Texto de base —
--------------------
Logo a seguir o projecto de diploma pretendia proibir a venda de solventes e óleos usados recolhidos; criar um Sistema Nacional de Reciclagem de Óleos Usados e Solventes que ficaria com o monopólio do tratamento destes produtos, que depois seriam atribuídos em regime de exclusivo; decide que será instituída a gratuitidade da recolha dos óleos usados (art.º 2 §k); finalmente, e o que é ainda mais grave, decreta (art.º 5), que "fica proibida a valorização energética de óleos usados e solventes em todo o território nacional", fundamentalismo que se reconhece susceptível de correcção, conforme declarou na apresentação do diploma o sr. deputado José Eduardo Martins. Este diploma, que obviamente tem como objectivo central pôr em causa o processo de co-incineração, foi rejeitado pela AR. A Quercus, que apoiava o diploma, veio lançar um ultimato, ameaçando que se o diploma não fosse substituído por uma nova iniciativa, agora do PS, sem os erros da anterior, então passaria a opor-se à co-incineração, demonstrando bem o objectivo de toda a manobra.

Mas qual é afinal a situação actual no que diz respeito aos óleos usados? Várias empresas estabeleceram um sistema de recolha porta a porta, pagando às garagens e estações de serviço pelo óleo usado. Esse óleo é sujeito a uma operação de tratamento em que lhe é retirada a água, as partículas sólidas, incluindo metais residuais, sendo depois vendido para alimentar caldeiras e equipamentos similares, em substituição do fuel-oil. Parte dos óleos circula ainda clandestinamente e é queimado sem tratamento, o que constitui um atentado à saúde pública.

Do ponto de vista de poupança de recursos não renováveis a combustão de óleo tratado vai permitir substituir uma quantidade equivalente de fuel. Assim, o crude que importamos ou vai servir para fabricar óleo base, ou vai ser usado para produzir o fuel que passará a ser necessário se o óleo usado não puder ser consumido como combustível. Em termos de importação de crude, quer haja regeneração de óleos quer não, o petróleo bruto total consumido é rigorosamente o mesmo.

Em termos ambientais a combustão de óleo tratado em equipamentos industriais pode ser feita de forma ambientalmente segura.

Por maioria de razão, a queima em cimenteiras mesmo de óleo não tratado é ainda ambientalmente mais segura, permitindo fixar o enxofre que vai originar a formação de gesso e os metais pesados que ficam na estrutura do clinker. A co-incineração de óleos é um processo de recuperação de todo o valor energético destes resíduos, garantindo emissões gasosas perfeitamente similares às resultantes dos combustíveis normais (carvão e pet-coque).

Os estudos de ciclos de vida que abordam de forma global as duas alternativas (queima ou regeneração), medindo os respectivos efeitos no Ambiente, apresentam resultados contraditórios porque são dependentes das condições específicas de cada país, o que num caso origina considerarem que a valorização energética é mais favorável ao Ambiente e noutros casos o contrário. Este facto evidencia que não haverá, do ponto de vista Ambiental, diferenças muito significativas entre as duas alternativas.
--------------------
Entradas de dados —

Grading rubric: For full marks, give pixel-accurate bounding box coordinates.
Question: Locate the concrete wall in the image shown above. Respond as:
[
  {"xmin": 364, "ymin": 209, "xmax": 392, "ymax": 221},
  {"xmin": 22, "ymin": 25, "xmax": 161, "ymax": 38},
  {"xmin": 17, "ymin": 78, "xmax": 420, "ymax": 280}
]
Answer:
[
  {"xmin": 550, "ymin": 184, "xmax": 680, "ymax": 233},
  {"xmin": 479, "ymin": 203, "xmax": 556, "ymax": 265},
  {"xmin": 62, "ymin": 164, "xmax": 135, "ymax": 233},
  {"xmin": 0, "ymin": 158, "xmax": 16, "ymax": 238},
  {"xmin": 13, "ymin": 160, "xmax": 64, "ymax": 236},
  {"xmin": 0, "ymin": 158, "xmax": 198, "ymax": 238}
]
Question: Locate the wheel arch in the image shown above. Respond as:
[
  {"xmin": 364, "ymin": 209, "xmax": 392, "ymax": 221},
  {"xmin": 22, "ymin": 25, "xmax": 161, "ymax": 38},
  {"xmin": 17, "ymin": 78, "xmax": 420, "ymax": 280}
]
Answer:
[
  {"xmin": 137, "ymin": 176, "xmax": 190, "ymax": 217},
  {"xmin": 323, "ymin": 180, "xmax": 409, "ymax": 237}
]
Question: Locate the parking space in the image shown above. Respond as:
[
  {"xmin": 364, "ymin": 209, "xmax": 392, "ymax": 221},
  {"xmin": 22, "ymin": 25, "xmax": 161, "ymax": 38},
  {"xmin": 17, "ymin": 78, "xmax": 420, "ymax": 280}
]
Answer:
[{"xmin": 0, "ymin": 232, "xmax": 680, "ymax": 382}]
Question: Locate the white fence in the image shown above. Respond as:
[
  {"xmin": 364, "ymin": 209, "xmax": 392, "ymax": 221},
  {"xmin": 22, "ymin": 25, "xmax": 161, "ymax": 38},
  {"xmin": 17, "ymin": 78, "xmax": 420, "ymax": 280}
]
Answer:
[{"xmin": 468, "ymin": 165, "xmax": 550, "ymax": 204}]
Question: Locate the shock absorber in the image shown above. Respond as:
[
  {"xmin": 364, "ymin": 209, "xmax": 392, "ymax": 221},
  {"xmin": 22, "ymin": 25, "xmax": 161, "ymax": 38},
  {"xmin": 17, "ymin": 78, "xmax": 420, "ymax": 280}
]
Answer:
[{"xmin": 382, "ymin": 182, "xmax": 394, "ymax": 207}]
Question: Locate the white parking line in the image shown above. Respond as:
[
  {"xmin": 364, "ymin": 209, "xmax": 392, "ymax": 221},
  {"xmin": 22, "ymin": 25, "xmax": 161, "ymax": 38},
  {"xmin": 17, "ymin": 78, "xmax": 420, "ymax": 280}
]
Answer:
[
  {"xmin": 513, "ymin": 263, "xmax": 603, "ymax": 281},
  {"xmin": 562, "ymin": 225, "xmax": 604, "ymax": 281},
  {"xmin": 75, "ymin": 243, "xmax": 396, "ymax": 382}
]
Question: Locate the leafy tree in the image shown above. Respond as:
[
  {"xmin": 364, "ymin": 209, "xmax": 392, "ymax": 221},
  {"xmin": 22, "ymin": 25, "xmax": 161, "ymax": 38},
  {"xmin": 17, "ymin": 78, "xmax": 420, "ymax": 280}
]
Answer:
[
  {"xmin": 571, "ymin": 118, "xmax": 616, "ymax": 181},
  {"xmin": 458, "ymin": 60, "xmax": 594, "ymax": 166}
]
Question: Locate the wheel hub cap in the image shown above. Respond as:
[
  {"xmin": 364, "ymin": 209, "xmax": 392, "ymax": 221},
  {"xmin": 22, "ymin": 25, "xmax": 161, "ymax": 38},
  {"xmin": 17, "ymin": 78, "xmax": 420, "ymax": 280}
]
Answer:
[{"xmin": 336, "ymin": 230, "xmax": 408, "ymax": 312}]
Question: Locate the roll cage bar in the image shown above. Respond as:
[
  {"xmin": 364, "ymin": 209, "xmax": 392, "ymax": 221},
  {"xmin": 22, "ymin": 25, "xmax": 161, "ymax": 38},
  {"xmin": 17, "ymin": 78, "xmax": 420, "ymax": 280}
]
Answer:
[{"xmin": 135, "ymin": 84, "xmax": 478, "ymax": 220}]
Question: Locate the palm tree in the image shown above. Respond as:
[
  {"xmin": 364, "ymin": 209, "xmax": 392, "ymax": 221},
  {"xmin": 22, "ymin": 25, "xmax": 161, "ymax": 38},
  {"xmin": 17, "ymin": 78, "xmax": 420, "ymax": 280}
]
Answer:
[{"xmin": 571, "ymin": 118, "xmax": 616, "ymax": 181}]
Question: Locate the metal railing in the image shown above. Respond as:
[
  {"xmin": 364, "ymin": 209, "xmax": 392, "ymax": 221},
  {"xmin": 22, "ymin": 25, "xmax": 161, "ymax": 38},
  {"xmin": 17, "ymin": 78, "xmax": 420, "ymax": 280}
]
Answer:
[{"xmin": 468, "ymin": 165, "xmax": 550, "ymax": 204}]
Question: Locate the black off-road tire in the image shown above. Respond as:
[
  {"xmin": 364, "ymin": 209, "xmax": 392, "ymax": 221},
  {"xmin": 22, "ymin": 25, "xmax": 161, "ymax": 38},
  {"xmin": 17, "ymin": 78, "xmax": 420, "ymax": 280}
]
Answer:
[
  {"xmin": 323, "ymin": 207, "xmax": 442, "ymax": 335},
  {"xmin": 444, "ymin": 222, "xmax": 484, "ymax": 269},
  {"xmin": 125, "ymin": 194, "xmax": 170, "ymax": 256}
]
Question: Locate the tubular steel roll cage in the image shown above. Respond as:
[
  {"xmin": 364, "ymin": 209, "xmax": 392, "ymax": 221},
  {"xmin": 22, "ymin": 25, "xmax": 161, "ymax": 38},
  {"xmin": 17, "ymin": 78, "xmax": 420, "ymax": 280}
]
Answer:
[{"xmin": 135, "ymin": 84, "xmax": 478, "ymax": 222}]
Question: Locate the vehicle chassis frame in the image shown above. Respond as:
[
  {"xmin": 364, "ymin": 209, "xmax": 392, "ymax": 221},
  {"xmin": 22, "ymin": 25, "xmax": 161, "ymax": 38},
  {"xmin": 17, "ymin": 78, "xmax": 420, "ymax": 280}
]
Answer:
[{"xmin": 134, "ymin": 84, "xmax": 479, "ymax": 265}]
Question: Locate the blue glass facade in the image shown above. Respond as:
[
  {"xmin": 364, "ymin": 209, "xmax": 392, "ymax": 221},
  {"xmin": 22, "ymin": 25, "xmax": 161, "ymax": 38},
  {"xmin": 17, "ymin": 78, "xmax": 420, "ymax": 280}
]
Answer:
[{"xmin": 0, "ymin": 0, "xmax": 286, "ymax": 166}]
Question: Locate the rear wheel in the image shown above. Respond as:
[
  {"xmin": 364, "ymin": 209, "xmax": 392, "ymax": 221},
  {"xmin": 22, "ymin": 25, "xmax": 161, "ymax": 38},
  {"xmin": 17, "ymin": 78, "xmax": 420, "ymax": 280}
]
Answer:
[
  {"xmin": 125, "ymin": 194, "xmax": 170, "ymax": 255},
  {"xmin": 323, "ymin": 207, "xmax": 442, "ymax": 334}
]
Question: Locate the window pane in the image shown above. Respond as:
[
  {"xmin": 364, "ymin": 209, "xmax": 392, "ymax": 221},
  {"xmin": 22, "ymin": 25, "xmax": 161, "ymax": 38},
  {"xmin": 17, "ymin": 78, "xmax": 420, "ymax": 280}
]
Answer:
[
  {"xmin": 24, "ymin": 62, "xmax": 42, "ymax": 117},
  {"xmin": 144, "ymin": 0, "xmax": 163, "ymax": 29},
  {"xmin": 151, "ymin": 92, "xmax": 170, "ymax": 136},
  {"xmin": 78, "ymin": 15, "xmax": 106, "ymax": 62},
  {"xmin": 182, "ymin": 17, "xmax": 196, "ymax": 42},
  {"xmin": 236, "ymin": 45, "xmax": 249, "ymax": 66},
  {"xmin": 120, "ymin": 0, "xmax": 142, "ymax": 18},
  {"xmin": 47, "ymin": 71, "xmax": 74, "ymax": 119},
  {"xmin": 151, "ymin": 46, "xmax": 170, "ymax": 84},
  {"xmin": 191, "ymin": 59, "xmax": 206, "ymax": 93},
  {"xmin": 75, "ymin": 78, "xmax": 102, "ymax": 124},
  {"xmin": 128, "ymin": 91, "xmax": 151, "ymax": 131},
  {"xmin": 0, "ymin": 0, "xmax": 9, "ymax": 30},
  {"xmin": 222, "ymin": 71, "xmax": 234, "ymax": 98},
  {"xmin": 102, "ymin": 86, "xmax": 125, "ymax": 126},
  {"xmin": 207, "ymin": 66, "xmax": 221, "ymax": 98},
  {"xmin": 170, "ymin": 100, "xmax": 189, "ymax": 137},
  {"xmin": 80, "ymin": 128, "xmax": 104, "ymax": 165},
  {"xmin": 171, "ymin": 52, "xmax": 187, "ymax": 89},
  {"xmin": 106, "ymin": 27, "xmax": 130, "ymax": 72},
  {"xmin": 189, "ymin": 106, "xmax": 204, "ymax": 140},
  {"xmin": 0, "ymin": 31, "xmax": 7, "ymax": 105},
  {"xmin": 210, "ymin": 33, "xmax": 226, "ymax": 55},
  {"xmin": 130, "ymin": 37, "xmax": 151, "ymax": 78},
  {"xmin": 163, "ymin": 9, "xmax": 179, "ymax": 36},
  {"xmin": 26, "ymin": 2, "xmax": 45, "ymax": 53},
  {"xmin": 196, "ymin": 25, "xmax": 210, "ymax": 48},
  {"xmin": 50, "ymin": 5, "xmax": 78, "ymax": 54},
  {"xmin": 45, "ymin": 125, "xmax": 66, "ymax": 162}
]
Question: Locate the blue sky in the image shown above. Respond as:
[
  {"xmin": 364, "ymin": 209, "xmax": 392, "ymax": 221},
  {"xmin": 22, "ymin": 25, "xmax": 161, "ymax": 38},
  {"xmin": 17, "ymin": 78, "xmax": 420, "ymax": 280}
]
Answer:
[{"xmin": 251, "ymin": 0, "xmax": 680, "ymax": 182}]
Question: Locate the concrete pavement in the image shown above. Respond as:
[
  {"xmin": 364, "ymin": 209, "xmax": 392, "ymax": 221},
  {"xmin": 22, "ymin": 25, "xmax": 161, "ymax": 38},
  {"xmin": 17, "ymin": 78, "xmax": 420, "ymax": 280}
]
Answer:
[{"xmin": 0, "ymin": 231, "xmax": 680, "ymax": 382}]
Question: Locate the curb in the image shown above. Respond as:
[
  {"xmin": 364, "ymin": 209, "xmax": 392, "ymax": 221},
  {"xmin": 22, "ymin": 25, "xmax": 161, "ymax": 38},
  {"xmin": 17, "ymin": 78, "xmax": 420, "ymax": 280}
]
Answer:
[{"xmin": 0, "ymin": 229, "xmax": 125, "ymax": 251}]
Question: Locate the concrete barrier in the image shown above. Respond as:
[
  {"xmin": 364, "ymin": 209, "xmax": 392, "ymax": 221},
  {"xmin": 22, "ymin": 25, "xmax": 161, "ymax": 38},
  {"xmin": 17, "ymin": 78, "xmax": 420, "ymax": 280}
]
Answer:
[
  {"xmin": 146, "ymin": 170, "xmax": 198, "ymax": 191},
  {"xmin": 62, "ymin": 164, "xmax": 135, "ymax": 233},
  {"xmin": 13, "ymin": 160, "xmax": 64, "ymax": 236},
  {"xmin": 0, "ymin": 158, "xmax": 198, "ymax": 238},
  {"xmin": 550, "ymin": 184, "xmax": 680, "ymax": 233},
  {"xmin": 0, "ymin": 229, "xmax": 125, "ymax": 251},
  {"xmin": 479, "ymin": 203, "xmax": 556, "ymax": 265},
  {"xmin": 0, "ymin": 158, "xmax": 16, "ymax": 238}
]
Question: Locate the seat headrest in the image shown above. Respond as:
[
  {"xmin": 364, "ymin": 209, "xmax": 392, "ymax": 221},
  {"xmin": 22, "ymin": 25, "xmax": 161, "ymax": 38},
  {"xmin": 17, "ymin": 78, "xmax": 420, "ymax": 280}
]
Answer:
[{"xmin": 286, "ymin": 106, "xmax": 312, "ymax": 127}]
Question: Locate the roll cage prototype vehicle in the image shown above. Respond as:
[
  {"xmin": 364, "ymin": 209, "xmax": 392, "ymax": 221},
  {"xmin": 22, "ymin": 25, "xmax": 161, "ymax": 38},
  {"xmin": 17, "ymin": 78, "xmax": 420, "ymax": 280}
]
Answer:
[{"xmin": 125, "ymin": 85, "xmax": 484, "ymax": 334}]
--------------------
Enunciado — No texto sobre os óleos usados, o que é retirado ao óleo recolhido na operação de tratamento? Use só o texto de base, sem recorrer aos dados.

Resultado final — A água e as partículas sólidas, incluindo metais residuais.